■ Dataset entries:
-- Opening Marker --

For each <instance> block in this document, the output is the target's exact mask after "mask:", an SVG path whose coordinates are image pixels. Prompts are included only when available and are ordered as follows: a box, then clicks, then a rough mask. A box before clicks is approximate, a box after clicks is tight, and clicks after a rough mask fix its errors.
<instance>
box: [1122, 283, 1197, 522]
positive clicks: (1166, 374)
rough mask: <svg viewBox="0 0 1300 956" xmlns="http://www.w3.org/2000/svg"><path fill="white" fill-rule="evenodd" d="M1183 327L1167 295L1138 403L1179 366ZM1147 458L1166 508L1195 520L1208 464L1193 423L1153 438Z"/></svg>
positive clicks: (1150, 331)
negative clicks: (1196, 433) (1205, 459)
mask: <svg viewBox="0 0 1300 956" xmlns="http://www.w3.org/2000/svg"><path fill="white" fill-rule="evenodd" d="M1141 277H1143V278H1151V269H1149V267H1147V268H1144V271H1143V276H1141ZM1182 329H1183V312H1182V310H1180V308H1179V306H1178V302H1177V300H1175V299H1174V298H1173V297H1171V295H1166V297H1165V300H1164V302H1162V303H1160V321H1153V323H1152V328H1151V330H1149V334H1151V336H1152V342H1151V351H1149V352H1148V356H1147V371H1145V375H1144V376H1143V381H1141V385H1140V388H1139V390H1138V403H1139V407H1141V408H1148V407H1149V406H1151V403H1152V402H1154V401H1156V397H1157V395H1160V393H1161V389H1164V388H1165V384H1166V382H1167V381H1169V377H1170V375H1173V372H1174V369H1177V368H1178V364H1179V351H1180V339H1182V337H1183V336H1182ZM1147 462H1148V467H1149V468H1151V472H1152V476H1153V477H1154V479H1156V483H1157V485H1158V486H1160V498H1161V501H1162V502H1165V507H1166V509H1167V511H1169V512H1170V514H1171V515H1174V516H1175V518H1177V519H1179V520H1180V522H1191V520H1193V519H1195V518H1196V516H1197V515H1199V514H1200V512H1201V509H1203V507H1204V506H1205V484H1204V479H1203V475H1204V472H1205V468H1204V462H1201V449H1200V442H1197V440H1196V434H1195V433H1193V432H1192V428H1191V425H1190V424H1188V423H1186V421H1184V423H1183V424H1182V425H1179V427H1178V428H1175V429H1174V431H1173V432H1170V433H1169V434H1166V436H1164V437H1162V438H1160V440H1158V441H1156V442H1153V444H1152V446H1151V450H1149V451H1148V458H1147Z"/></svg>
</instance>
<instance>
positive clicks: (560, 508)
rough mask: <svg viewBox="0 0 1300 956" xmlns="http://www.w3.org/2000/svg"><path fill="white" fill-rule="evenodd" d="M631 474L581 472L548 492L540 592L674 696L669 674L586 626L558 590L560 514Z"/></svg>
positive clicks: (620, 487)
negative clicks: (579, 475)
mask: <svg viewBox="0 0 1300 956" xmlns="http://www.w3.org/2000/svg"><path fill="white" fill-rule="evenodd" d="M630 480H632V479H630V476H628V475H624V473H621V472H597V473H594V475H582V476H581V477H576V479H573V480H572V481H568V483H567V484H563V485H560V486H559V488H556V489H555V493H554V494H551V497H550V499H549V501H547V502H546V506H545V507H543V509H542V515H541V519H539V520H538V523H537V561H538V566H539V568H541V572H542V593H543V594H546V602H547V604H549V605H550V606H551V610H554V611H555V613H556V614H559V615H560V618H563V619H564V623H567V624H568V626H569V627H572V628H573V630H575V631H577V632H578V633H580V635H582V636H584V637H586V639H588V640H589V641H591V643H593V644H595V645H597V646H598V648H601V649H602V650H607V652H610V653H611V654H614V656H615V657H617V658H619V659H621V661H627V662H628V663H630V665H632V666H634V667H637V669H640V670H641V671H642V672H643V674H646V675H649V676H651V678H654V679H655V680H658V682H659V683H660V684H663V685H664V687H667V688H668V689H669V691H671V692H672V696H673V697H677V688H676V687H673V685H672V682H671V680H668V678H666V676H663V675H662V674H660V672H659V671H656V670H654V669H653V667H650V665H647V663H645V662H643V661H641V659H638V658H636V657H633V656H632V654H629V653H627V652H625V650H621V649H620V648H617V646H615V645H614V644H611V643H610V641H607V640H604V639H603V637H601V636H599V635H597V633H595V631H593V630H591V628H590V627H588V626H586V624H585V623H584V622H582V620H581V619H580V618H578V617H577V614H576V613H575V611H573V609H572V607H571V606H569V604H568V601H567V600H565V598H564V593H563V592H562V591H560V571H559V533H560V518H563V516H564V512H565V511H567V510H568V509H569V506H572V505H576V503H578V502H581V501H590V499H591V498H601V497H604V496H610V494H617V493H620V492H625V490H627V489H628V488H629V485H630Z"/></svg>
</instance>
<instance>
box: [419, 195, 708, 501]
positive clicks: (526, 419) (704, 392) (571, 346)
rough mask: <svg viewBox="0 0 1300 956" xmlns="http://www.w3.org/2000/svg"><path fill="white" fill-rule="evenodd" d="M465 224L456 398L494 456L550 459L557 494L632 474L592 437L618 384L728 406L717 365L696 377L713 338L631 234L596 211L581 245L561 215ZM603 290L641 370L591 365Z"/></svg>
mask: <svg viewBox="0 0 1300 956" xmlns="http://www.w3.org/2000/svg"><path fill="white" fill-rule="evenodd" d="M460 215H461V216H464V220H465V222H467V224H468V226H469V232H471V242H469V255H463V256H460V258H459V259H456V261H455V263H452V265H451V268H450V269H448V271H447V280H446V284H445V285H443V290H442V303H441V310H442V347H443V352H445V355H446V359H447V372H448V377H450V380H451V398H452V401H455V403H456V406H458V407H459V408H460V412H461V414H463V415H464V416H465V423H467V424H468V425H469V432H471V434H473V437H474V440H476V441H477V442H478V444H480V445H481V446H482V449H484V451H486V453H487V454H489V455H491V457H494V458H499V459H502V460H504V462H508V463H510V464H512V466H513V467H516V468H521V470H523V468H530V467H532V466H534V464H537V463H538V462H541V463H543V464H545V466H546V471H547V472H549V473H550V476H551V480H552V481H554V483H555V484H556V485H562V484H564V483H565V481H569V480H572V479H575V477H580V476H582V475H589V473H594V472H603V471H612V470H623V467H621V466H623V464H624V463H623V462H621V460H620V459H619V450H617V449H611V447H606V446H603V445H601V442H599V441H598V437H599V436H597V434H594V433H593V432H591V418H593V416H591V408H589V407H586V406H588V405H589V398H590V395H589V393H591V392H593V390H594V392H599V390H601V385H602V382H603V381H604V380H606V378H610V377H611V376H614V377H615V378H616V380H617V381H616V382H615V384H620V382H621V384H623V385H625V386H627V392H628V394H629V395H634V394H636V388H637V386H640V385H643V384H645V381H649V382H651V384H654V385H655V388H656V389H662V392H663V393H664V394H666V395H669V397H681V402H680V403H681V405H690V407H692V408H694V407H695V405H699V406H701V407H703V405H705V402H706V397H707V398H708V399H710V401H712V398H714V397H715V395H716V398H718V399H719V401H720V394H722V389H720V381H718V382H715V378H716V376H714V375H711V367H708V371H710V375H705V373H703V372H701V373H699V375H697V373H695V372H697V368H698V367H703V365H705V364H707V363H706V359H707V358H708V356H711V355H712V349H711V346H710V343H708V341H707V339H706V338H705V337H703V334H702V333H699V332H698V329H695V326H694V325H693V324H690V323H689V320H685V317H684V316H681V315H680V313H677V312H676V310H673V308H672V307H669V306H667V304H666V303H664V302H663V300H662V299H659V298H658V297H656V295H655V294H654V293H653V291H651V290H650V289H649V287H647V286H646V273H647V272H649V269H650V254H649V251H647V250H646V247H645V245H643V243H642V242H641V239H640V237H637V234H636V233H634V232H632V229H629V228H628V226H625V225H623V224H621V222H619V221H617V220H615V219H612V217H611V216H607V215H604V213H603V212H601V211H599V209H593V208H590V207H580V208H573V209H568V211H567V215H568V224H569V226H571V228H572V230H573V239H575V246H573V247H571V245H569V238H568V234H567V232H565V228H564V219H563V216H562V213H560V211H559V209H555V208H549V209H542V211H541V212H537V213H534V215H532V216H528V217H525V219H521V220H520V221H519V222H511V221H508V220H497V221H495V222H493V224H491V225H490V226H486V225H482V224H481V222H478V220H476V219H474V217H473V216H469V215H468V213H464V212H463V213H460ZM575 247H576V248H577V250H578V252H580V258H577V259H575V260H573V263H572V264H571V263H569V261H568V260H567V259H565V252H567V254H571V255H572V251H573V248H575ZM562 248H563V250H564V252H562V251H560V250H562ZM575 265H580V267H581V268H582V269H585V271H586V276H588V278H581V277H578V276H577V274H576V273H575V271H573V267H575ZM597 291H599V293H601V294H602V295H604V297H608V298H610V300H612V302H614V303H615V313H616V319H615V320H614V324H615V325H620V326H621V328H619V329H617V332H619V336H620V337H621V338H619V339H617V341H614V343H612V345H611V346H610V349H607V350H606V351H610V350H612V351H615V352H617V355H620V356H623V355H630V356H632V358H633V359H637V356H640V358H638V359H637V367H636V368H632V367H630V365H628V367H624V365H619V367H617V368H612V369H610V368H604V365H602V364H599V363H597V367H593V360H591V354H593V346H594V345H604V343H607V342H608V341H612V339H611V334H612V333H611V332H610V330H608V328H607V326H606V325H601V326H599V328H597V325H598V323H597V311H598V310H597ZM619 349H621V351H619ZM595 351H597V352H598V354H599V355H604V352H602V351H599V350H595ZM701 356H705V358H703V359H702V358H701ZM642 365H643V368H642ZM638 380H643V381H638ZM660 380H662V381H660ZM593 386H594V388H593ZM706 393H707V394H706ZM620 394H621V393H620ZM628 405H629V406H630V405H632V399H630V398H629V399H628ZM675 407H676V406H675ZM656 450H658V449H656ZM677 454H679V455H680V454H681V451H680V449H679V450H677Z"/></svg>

-- Closing Marker --

■ Required action: From the entries above, print the lines beginning at the one with "positive clicks: (560, 508)" and stopping after the one with "positive clicks: (620, 487)", exactly as written and with nothing else.

■ Result below:
positive clicks: (560, 508)
rough mask: <svg viewBox="0 0 1300 956" xmlns="http://www.w3.org/2000/svg"><path fill="white" fill-rule="evenodd" d="M631 474L581 472L548 492L540 592L674 696L669 674L586 626L558 590L560 514Z"/></svg>
positive clicks: (620, 487)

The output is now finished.